→ AUFGABE
Führe den Text über recycelte Kunststoffe in Elektronikgeräten nach seinem letzten Satz weiter.

→ TEXTAUSZUG
○ ○ ○

Europäisches Projekt zur verstärkten Verwendung von recycelten Kunststoffen in Elektronik-Produkten gestartet

Die Projektpartner entwickeln neue datenbasierte Sortiersysteme, die verhindern, dass potenziell gefährliche Stoffe in den Kreislauf des Kunststoff-Recyclings gelangen.
© Fraunhofer IZM

Als Teil des EU-Aktionsplans zur Kreislaufwirtschaft wurde im Jahr 2018 die Strategie für Kunststoffe verabschiedet: Ihr Ziel ist es, den Anteil recycelter Kunststoffe in neuen Produkten zu erhöhen. Als zentrales Element soll sichergestellt werden, dass bis 2025 zehn Millionen Tonnen recycelter Kunststoffe in neuen Produkten in den europäischen Markt einfließen*, während es 2016 noch weniger als vier Millionen Tonnen waren**.

Hintergrund

2016 sind lediglich 5,3 Millionen Tonnen Kunststoff-Material in die EU-Recyclinganlagen eingegangen. Nach dem Recyclingprozess verringert sich die Ausbeute an Recyclingkunststoffen üblicherweise nochmals um die Hälfte. Es gilt also, die Sammelquote sowie Ausbeute deutlich zu steigern und mehr gesammeltes Material in die Anlagen einzuspeisen, so dass es nicht verbrannt, deponiert oder exportiert wird. Darüber hinaus ist es wichtig, die Nachfrage nach recyceltem Kunststoff, besonders bei höherwertigen Anwendungen wie Elektro- und Elektronikgeräten (EEE), anzukurbeln. Derzeit werden recycelte Kunststoffe vorwiegend im Baugewerbe (46%), der Verpackungsindustrie (24%) und in der Landwirtschaft (13%) eingesetzt – nur 2% der Rezyklate landen aktuell in den EEE. Dies entspricht circa 80.000 Tonnen recycelter Kunststoffe in neuen elektrischen und elektronischen Geräten, das theoretische Marktpotenzial in der EU beträgt dabei jährlich rund 2.100.000 Tonnen***.

○ ○ ○

→ ERFASSTE DATEN
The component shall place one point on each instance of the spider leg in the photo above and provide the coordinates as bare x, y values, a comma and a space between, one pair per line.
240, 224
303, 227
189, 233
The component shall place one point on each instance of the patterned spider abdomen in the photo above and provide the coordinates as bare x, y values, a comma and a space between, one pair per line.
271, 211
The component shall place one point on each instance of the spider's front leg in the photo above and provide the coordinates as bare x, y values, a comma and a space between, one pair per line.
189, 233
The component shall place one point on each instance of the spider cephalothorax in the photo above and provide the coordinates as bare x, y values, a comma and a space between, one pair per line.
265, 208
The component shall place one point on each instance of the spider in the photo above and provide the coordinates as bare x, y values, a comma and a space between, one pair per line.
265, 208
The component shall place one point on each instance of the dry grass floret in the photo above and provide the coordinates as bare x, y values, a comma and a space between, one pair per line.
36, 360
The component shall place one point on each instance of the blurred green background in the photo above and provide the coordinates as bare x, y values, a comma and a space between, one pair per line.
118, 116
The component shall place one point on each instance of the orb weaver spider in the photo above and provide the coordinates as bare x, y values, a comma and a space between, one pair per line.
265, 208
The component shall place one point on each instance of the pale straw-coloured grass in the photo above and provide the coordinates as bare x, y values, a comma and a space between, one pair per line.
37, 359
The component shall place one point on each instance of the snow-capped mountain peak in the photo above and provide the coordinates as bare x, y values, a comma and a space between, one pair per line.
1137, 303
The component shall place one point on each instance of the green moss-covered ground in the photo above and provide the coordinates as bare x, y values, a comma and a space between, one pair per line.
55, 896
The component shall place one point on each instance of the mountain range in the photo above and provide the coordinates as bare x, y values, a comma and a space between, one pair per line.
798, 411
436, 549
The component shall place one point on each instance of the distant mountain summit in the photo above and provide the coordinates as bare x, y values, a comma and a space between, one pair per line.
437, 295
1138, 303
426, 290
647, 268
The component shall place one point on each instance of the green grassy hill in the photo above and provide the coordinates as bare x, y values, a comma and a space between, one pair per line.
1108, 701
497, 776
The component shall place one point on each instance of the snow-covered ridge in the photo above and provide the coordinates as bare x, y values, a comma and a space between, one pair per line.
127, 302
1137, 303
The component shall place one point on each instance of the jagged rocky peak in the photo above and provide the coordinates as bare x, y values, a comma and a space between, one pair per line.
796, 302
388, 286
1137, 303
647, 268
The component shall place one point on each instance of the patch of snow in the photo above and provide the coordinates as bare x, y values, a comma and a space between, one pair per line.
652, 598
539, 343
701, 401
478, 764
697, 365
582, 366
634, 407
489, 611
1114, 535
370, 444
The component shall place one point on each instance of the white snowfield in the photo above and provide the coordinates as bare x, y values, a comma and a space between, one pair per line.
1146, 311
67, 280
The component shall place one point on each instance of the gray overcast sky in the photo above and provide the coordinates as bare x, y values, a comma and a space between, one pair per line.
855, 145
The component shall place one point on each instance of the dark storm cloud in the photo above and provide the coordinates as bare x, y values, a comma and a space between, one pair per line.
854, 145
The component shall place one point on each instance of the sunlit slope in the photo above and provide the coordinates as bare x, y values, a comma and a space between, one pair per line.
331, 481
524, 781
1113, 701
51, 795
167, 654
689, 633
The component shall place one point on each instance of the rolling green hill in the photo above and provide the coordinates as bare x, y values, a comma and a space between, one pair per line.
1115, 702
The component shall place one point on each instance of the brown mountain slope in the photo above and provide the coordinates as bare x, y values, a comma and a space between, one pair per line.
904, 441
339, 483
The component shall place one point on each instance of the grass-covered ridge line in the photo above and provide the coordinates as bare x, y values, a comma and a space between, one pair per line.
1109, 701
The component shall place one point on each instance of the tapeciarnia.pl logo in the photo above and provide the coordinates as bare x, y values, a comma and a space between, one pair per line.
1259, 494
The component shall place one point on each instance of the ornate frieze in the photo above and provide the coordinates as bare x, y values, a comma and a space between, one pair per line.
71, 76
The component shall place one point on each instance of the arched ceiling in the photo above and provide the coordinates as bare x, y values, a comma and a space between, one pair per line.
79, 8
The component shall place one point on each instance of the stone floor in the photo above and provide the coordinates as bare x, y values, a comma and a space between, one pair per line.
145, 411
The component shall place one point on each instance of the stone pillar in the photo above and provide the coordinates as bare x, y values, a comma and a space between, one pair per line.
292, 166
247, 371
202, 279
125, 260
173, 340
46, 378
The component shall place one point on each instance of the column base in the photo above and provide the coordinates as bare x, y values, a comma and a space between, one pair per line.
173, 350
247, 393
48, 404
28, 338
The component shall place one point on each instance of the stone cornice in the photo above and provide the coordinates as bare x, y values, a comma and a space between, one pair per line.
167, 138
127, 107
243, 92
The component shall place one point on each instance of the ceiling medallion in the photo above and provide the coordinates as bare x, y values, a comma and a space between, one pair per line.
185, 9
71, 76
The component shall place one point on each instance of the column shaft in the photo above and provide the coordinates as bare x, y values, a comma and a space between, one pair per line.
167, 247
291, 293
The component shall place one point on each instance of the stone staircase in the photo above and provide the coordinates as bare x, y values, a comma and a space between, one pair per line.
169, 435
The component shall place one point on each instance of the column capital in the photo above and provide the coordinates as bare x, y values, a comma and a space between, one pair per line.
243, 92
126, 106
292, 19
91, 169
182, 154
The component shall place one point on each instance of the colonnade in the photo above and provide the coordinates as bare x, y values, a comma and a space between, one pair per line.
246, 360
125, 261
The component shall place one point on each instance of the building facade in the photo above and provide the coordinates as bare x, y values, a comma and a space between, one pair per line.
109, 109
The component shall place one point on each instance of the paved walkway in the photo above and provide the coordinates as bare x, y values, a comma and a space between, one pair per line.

○ ○ ○

→ SCHRIFTLICHE ANTWORT
Über das Projekt

Das INCREACE-Projekt wird von der Europäischen Exekutivagentur für Gesundheit und Digitales (HaDEA) der Europäischen Kommission im Rahmen des Horizon Europe Cluster 4 Programms gefördert.

Mit dem Projekt soll der Einsatz recycelter Kunststoffe in verschiedenen Produkten mittels innovativer und interdisziplinärer Lösungen entlang der Recycling-Wertschöpfungskette gesteigert werden. Dieser systemische Rahmen ist in den EEE-Kontext eingebettet. Mit dem Einsatz der Kunststoffe aus EE-Altgeräten (WEEE) werden im INCREACE-Projekt Bereiche adressiert, in denen der Gebrauch recycelter Kunststoff-Materialien heute noch marginal ist: Im Mittelpunkt des Projekts stehen fünf Anwendungsfälle, die mitunter komplexe Aspekte im EEE-Bereich wie Lebensmittelkontakt, Medizinanwendungen, Elektrostatische Entladung (ESD) und UL94-Entflammbarkeitsnormen und Hightech-Kunststoffkomponenten in Elektro- und Elektronikgeräten abdecken. Um die technischen, wirtschaftlichen und rechtlichen Herausforderungen zu meistern, bringt INCREACE Schlüsselakteure verschiedener Sektoren wie Forscher*innen, Recycler*innen, Produktdesigner*innen, Komponenten- und EEE-Hersteller*innen, Softwareentwickler*innen, ein Extended Producer Responsibility-System sowie Berater*innen zusammen. Technologien und Methoden aus den unterschiedlichen Disziplinen werden kombiniert, um zu demonstrieren, dass gezielte Maßnahmen entlang der gesamten Wertschöpfungskette eine effektive Lösung sind, um mehr Post-Consumer-Kunststoffe in EEE einzusetzen.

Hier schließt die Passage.